** What to work on **
Continue the passage on the G7 summit's vaccine pledges from its final sentence, keeping its argument and tone.

** Excerpt to read **
Vaccines dominated this G7, unsurprisingly given the stark inequality in the vaccine rollout globally. While G7 nations are vaccinating their citizens at a rate of 4.6 million people a day, low-income countries can only manage 63,000. The G7 will have vaccinated almost all of its citizens by the end of the year while, at current rates, low-income countries would be waiting 57 years. That is why the global South is demanding rich countries support a waiver on intellectual property rules to allow countries around the world to ramp up production as quickly as possible. But with the very important exception of US President Biden, and occasionally promising noises from French President Macron, the G7 has largely sided with the big pharmaceutical corporations in protecting the right to profit no matter what the cost in lives.

These leaders wanted to use the G7 summit to prove they could help the global South while leaving Big Pharma’s profits intact. On Friday, one billion doses were put on the table. This would only have been sufficient to immunise about 10 percent of the globally unvaccinated population. By Sunday, this number had fallen to 870 million, of which only about 600 million were genuinely ‘new’, most of which would not be offered until next year, and some of which seem closer to exports (they will need to be paid for) rather than donations.

When we bear in mind that a single factory in Bangladesh could produce between 600 and 800 million doses a year if patents were waived, it becomes clear that this G7 pledge does not even function as a fig leaf.

** Data supplied **
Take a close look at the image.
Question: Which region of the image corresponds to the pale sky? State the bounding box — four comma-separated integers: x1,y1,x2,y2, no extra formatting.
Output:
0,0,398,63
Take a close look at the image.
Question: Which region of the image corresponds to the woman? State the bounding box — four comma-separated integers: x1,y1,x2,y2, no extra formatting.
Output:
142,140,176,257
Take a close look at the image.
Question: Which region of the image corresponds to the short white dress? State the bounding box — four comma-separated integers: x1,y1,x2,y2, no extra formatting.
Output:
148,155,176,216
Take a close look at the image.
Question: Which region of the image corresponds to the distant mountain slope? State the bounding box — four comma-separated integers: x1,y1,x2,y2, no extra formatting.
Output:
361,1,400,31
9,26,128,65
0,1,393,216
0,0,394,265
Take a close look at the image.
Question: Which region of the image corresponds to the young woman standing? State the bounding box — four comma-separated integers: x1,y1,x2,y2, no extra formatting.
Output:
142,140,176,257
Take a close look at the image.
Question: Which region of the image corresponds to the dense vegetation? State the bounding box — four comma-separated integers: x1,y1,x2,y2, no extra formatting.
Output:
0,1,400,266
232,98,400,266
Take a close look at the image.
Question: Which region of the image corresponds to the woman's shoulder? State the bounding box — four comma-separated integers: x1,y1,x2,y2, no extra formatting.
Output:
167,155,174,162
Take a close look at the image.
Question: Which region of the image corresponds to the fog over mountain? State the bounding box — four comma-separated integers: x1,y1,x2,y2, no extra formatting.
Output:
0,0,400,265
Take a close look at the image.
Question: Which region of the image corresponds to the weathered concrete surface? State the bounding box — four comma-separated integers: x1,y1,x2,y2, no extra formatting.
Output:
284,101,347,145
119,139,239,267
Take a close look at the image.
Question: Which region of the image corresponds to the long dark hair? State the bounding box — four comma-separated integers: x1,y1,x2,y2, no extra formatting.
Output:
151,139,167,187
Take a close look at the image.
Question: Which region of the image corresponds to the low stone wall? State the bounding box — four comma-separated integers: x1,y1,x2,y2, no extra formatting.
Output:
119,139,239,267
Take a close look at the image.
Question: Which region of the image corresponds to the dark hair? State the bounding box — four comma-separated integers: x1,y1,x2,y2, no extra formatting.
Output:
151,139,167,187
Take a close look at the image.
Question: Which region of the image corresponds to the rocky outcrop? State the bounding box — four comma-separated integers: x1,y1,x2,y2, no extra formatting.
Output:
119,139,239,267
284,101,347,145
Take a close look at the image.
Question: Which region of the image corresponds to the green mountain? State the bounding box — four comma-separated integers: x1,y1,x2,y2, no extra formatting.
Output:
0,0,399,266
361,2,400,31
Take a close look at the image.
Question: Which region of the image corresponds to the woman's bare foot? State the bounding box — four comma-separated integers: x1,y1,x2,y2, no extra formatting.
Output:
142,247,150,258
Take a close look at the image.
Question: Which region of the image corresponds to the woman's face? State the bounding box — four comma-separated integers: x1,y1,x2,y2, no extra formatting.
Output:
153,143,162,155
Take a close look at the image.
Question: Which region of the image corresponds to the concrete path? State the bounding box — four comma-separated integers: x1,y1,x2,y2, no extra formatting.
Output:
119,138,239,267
--
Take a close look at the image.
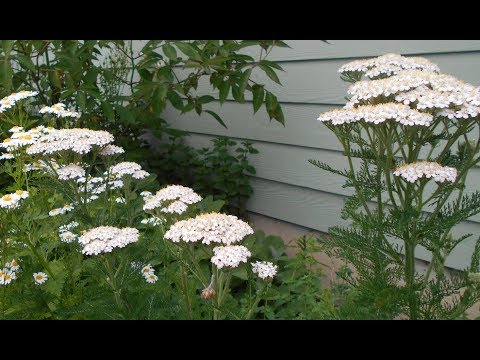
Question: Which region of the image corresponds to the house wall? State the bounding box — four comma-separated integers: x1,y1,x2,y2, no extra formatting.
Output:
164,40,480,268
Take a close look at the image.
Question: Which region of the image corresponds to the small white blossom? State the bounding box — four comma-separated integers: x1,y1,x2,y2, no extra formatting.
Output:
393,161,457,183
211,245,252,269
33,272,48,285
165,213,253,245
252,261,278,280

** Answer to the exercise **
Beyond vaccines, the pandemic has triggered a debt crisis in many countries, which could heighten poverty and inequality for a generation. Yet the G7 offered nothing new to change this situation, in particular taking no action against the banks and hedge funds which continue to drain billions of dollars a year from countries that should be spending on healthcare and economic protection. And on the major issue of our times, halting climate change, the summit merely reaffirmed a decade-old target to give developing countries $100bn a year to adapt to climate change – a promise which they have already failed to honour in practice – and made a commitment to phasing out coal, but with no real details.

Perhaps none of this should surprise us. After all the forerunner of the G7 was set up in the mid-1970s as a sort of coup against a more democratic and equal world order. The first summit – then just the six most powerful governments in the world – took place in 1975 just outside Paris. Those leaders met to discuss the threat to their control of world energy markets from Middle Eastern suppliers who had turned off the oil taps, and how to deal with their former colonies who were demanding economic liberation from the Western-controlled international economy. Working as part of the non-aligned movement, these southern countries used the UN to demand a more democratic global economy in which big business and big finance would be constrained, producers of commodities would get a fairer share of global income, and important technologies would be shared for the benefit of all.